(Activity)
Scan the listing below for the string "starfish" and copy each line where it turns up.

*** Data to use Section Begins ***

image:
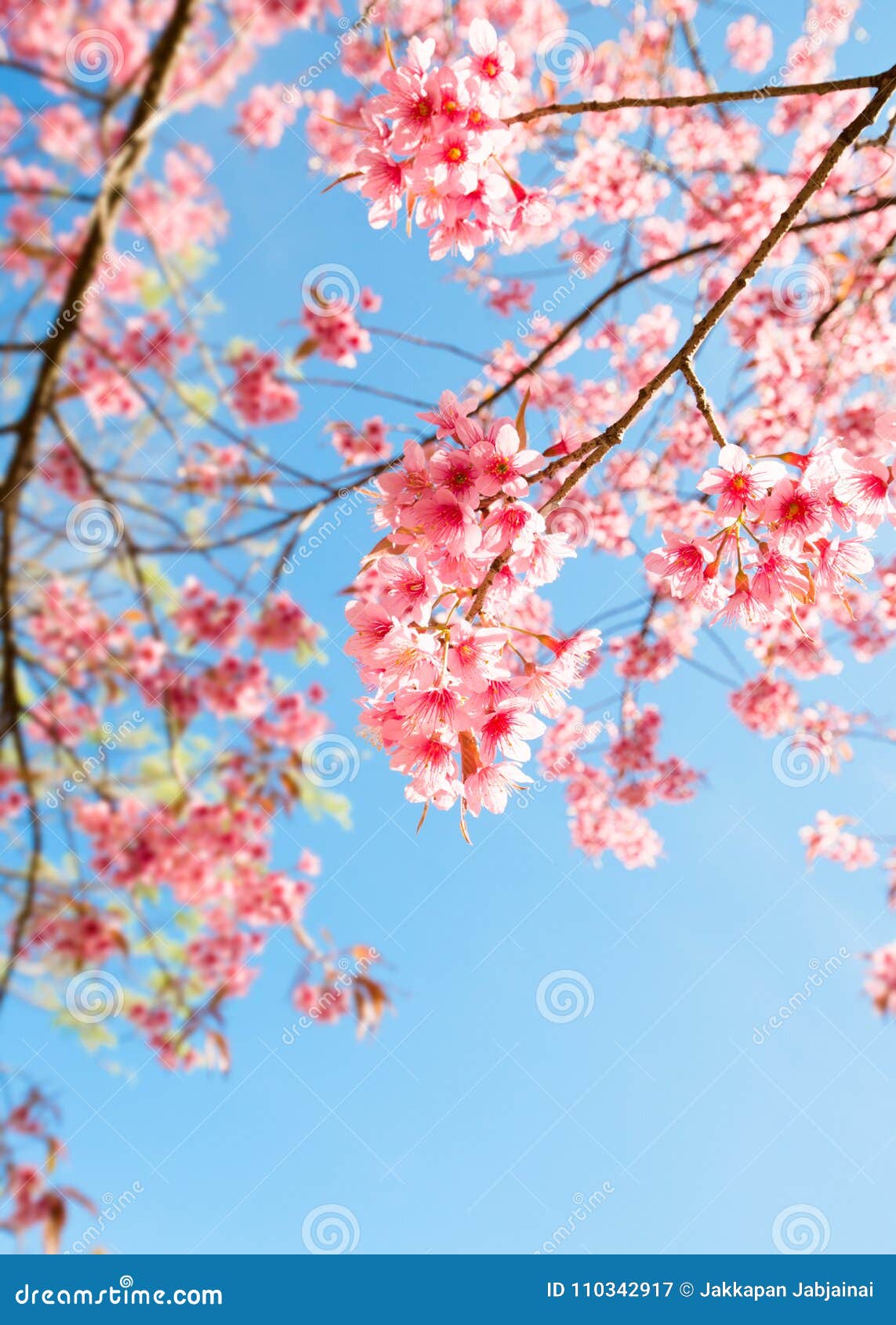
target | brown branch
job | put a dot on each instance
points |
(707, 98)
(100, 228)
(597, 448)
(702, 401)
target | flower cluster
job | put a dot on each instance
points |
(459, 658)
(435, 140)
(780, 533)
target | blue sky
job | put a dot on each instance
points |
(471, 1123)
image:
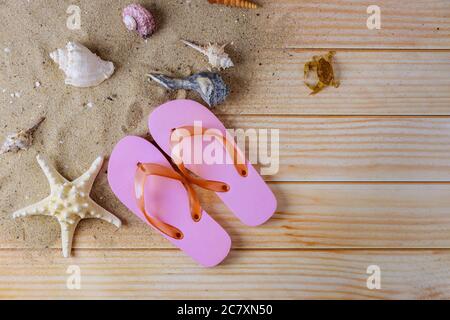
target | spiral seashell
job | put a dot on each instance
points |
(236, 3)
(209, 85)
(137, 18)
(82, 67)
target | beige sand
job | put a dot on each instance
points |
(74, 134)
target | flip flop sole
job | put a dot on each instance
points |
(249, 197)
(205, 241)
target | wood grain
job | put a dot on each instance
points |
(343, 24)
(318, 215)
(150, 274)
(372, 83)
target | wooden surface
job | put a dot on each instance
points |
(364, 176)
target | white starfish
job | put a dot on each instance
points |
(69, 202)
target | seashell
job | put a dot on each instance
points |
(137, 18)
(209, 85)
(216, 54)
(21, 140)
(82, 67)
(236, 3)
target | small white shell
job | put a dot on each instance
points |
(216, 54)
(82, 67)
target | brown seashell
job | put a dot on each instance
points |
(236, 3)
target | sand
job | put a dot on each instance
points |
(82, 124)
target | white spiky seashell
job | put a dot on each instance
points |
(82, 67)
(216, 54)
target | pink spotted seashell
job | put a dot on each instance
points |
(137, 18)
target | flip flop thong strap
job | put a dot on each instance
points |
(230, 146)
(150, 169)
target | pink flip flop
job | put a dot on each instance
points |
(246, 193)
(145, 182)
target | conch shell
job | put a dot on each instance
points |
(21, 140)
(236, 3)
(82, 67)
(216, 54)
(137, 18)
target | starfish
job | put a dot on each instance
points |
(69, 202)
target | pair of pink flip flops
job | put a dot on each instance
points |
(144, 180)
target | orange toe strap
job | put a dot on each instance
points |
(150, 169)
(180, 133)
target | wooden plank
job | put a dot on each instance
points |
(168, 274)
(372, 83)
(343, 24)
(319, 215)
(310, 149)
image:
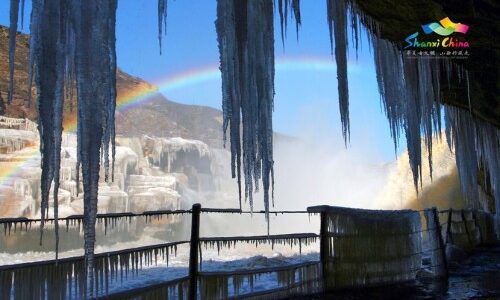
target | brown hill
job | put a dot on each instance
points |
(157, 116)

*** Data to use Section Ends ***
*** Data to use Section Begins ***

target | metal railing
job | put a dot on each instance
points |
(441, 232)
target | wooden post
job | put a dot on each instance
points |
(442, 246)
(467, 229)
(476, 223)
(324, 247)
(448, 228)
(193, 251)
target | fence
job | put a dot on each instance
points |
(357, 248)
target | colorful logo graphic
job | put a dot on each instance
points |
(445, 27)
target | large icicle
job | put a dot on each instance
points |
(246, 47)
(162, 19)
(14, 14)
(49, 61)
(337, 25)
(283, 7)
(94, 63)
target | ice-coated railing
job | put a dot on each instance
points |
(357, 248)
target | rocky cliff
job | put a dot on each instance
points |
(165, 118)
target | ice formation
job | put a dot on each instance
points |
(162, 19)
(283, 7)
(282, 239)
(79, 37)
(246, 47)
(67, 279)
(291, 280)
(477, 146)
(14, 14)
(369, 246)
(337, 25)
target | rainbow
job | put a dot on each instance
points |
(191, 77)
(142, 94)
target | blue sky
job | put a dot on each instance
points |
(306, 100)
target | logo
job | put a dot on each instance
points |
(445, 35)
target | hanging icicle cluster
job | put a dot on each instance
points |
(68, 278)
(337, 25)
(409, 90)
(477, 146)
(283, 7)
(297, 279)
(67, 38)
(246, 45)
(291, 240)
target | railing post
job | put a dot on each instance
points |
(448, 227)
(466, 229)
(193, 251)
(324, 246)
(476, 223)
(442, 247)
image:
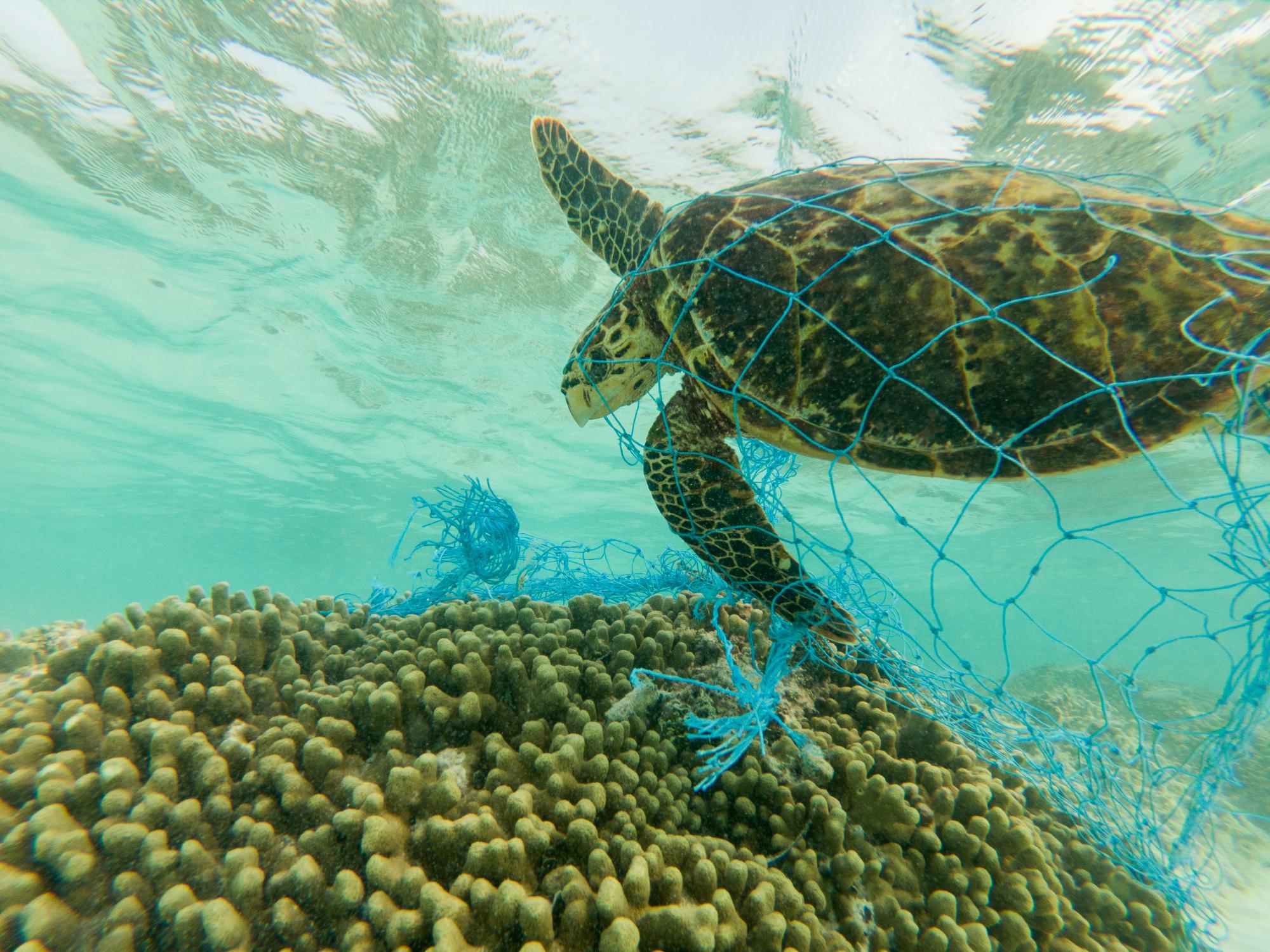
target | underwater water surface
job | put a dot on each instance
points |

*** Data to use Section Ends ***

(Response below)
target | white starfish
target | starfish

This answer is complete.